▶ **WHAT IS BEING ASKED**: The records below are to be duplicated character for character.

▶ **MATERIAL FOR THE TASK**:
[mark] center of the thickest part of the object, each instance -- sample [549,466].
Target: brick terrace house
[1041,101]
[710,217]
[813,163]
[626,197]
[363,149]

▶ **OUTPUT BELOW**:
[mark] center of the thickest part of the object, each instance -- sample [549,466].
Target: brick terrace house
[1041,101]
[710,217]
[813,163]
[626,197]
[363,149]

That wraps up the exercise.